Revise all of the items below by changing every "output" to "return" and leaving everything else as it is. Omit the pictures from your answer.

[Part of a data file]

[Begin]

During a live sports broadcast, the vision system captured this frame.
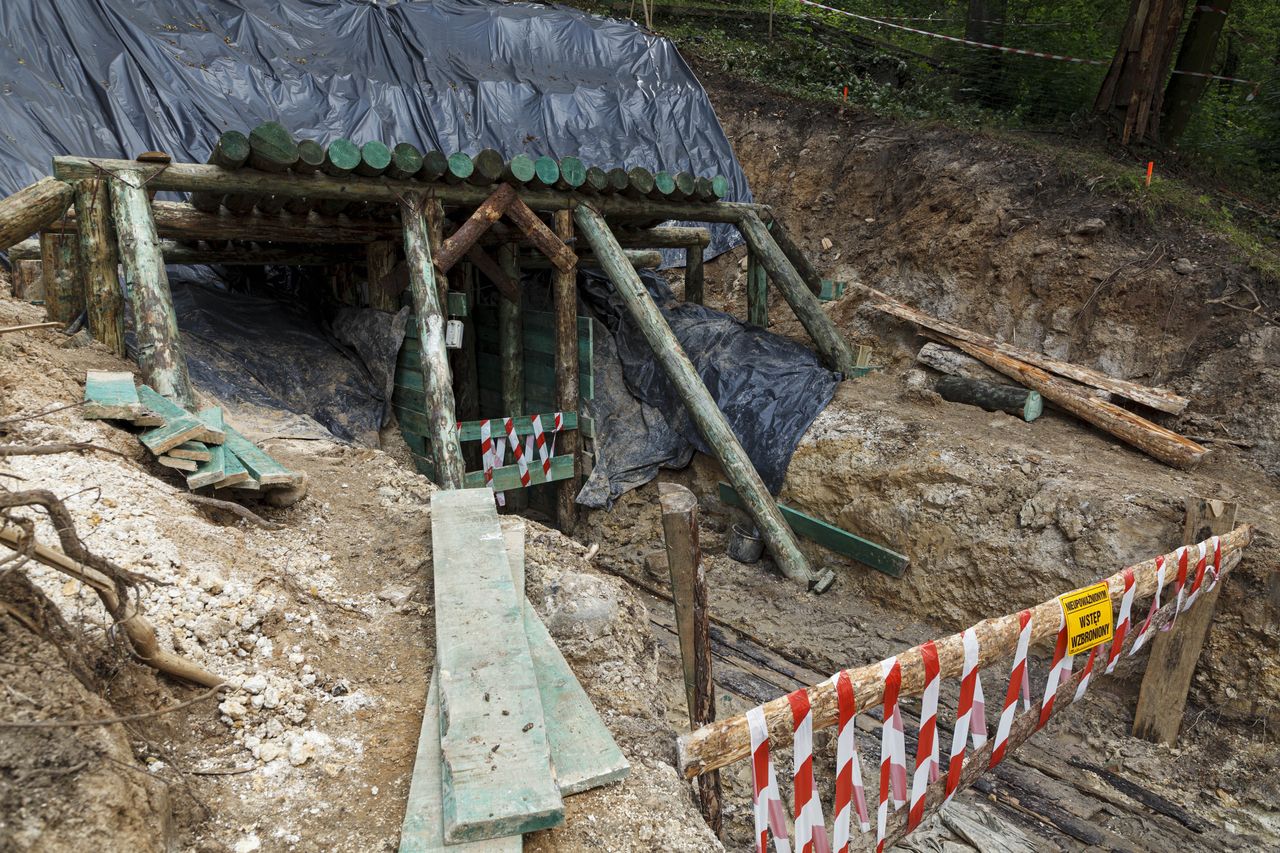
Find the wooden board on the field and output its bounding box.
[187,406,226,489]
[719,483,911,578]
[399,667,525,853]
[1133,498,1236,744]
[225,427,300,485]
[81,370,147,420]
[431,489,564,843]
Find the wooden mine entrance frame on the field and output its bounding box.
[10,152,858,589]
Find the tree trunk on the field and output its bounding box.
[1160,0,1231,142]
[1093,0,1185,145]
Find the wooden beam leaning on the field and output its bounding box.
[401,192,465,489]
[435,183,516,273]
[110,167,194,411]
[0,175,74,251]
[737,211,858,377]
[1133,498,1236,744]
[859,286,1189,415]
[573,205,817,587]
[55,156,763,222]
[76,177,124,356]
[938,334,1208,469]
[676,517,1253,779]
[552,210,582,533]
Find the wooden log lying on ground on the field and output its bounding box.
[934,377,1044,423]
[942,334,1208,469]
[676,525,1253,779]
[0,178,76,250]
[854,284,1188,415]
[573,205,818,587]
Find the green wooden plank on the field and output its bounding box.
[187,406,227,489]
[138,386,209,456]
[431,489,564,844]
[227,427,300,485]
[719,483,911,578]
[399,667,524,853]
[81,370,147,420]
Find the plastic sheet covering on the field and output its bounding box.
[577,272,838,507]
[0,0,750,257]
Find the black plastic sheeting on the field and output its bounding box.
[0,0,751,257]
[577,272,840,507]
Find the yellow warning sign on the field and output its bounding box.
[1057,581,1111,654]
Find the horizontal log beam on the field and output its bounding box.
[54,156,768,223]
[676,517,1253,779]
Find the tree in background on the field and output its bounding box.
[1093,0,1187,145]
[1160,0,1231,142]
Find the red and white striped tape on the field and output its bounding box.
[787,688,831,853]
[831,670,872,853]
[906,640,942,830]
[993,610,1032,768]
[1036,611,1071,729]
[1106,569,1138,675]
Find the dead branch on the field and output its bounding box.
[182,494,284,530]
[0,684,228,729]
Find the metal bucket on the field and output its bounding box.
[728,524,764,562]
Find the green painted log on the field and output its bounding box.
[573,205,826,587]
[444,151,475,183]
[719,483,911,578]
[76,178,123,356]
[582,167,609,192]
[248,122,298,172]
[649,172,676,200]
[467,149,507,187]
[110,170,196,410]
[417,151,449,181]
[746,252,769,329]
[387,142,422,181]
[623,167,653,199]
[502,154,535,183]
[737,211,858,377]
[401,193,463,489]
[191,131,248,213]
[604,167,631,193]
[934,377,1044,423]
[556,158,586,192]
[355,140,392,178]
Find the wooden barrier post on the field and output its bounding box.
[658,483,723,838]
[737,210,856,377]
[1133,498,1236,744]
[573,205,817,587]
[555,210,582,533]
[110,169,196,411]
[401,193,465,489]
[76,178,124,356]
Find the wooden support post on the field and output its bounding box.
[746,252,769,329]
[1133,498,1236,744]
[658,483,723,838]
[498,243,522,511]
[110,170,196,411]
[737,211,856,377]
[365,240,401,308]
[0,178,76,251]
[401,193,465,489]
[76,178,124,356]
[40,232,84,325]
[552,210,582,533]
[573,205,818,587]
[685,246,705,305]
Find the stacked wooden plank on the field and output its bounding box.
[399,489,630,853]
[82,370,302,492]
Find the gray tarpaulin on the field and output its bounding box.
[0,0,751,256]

[End]

Response for this exercise:
During a live sports broadcast, the vision system captured this frame.
Find the wooden board on the field and return its bounding box.
[187,406,226,489]
[719,483,911,578]
[399,667,525,853]
[1133,498,1236,744]
[225,427,300,485]
[81,370,147,420]
[431,489,564,843]
Find the wooden mine entrance frame on the field and return its bounding box.
[10,152,858,589]
Find the tree trunk on the field and return its bounding box.
[1160,0,1231,142]
[1093,0,1185,145]
Find the wooden beam leaning on the field and return its bounding box.
[401,192,465,489]
[435,183,516,273]
[110,167,194,411]
[0,175,74,251]
[737,211,858,377]
[1133,498,1236,744]
[859,286,1189,415]
[573,205,817,587]
[55,156,763,222]
[76,177,124,356]
[938,334,1208,469]
[676,517,1253,779]
[552,210,582,533]
Find the wooden log lying on ground on the field and return its bounding box.
[934,377,1044,423]
[942,334,1208,469]
[676,525,1253,779]
[0,178,76,250]
[854,284,1188,415]
[573,205,818,587]
Find the green wooden plank on the field and return its bounding box.
[187,406,227,489]
[138,386,209,456]
[431,489,564,844]
[227,427,300,485]
[719,483,911,578]
[399,667,524,853]
[81,370,147,420]
Find the plastic sheet covering on the field and return its bounding box.
[577,272,838,507]
[0,0,750,257]
Find the black plastic sheeting on the field and return its bounding box.
[0,0,751,257]
[577,272,840,507]
Find the yellow warning sign on the field and return its bounding box.
[1057,581,1111,654]
Find the horizontal log beam on the field and return its bounding box.
[54,156,768,223]
[676,517,1253,779]
Find the tree in background on the field and return its bounding box.
[1093,0,1187,145]
[1160,0,1231,142]
Find the red and white striped tape on the field and return its bounding box.
[787,688,831,853]
[831,670,872,853]
[906,640,942,830]
[993,610,1032,768]
[1036,611,1071,729]
[1106,569,1138,675]
Find the dead branch on the field and return its bounding box.
[182,494,284,530]
[0,684,228,729]
Find the metal bucket on the field and return its bounding box.
[728,524,764,562]
Find the green painted log on the field and return its bounding box.
[573,205,826,587]
[444,151,475,183]
[719,483,911,578]
[76,178,123,356]
[582,167,609,192]
[248,122,298,172]
[649,172,676,200]
[467,149,507,187]
[110,170,196,410]
[417,151,449,181]
[746,252,769,329]
[387,142,422,181]
[623,167,653,199]
[502,154,535,183]
[737,211,858,377]
[401,193,463,489]
[191,131,248,213]
[604,167,631,193]
[934,377,1044,423]
[556,158,586,192]
[355,140,392,178]
Find the wooden barrier post on the field and return its bounding box.
[658,483,723,838]
[737,210,856,377]
[1133,498,1236,744]
[573,205,817,587]
[555,210,582,533]
[110,169,196,411]
[401,193,465,489]
[76,178,124,356]
Find the wooden support post on the field and return its bounding box.
[746,252,769,329]
[1133,498,1236,744]
[658,483,723,838]
[498,243,522,511]
[110,170,196,411]
[737,211,856,377]
[365,240,401,308]
[0,178,76,251]
[401,193,465,489]
[76,178,124,356]
[40,232,84,325]
[552,210,582,533]
[573,205,818,587]
[685,246,705,305]
Find the stacked wooden plank on the field and return its bounding box.
[399,489,630,853]
[82,370,302,492]
Find the gray tarpaulin on the field and return its bounding box.
[0,0,751,256]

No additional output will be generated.